» Excerpts of bounding box data:
---+---
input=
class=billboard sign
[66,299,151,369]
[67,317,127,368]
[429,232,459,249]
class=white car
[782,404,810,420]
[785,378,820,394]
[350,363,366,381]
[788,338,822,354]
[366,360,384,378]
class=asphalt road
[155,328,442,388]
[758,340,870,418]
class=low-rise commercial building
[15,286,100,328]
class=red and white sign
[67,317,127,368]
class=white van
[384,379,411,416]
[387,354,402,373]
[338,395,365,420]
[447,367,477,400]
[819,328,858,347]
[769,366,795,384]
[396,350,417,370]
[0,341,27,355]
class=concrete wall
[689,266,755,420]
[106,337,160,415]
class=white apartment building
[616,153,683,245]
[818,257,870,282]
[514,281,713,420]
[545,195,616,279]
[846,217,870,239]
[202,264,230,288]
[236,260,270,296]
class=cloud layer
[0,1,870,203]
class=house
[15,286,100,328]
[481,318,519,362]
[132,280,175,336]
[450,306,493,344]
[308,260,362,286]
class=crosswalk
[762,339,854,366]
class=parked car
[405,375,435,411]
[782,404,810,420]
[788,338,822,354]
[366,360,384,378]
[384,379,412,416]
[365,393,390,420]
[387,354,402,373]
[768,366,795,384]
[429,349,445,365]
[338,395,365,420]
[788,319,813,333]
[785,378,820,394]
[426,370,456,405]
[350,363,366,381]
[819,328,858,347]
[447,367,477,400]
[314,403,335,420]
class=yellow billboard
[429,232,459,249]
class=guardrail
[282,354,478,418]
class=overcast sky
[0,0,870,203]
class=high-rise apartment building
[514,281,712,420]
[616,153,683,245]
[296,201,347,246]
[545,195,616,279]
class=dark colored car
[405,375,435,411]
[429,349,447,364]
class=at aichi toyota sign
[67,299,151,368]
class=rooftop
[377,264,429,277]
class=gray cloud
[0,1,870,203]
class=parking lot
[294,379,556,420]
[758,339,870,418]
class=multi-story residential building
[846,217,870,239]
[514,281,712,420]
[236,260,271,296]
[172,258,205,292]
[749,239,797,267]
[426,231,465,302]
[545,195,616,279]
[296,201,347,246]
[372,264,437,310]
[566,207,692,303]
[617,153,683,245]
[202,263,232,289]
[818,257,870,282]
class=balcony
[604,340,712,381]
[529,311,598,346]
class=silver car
---+---
» SHORT EXERCISE:
Copy out every line of the items above, unchanged.

» FINISHED ANSWER:
input=
class=billboard sign
[66,299,151,369]
[67,317,127,368]
[429,232,459,249]
class=white car
[782,404,810,420]
[785,378,820,394]
[350,363,366,381]
[788,338,822,354]
[366,360,384,378]
class=asphalt road
[155,328,442,388]
[758,340,870,418]
class=low-rise commercial building
[15,286,100,328]
class=red and white sign
[67,317,127,368]
class=white van
[384,379,411,416]
[387,354,402,373]
[338,395,365,420]
[447,367,477,400]
[819,328,858,347]
[769,366,795,384]
[396,350,417,370]
[0,341,27,355]
class=concrete wall
[689,266,755,420]
[106,337,160,415]
class=white apartment building
[616,153,683,245]
[818,257,870,282]
[514,281,713,420]
[545,195,616,279]
[846,217,870,239]
[202,264,230,288]
[236,260,270,296]
class=cloud layer
[0,1,870,203]
class=house
[15,286,100,328]
[481,318,519,362]
[132,280,175,336]
[450,306,493,344]
[308,260,362,286]
class=crosswalk
[762,339,854,366]
class=parked car
[405,375,435,411]
[782,404,810,420]
[788,338,822,354]
[366,360,384,378]
[384,379,412,416]
[365,393,390,420]
[387,354,402,373]
[768,366,795,384]
[429,349,445,365]
[338,395,365,420]
[788,319,813,333]
[785,378,820,394]
[426,370,456,405]
[350,363,366,381]
[819,328,858,347]
[447,367,477,400]
[314,403,335,420]
class=yellow billboard
[429,232,459,249]
class=guardrail
[282,354,478,418]
class=overcast sky
[0,0,870,203]
class=high-rise apartment building
[514,281,712,420]
[616,153,683,245]
[296,201,347,246]
[545,195,616,279]
class=dark colored car
[405,375,435,411]
[429,349,447,364]
class=at aichi toyota sign
[67,299,151,368]
class=rooftop
[377,264,429,277]
class=gray cloud
[0,1,870,203]
class=parking lot
[294,379,556,420]
[758,339,870,418]
class=multi-story residential building
[846,217,870,239]
[514,281,712,420]
[236,260,271,296]
[172,258,205,292]
[749,239,797,267]
[426,231,465,302]
[545,195,616,279]
[296,201,347,246]
[372,264,437,310]
[566,207,692,303]
[617,153,683,245]
[202,263,232,289]
[818,257,870,282]
class=balcony
[604,340,712,381]
[529,311,598,346]
class=silver car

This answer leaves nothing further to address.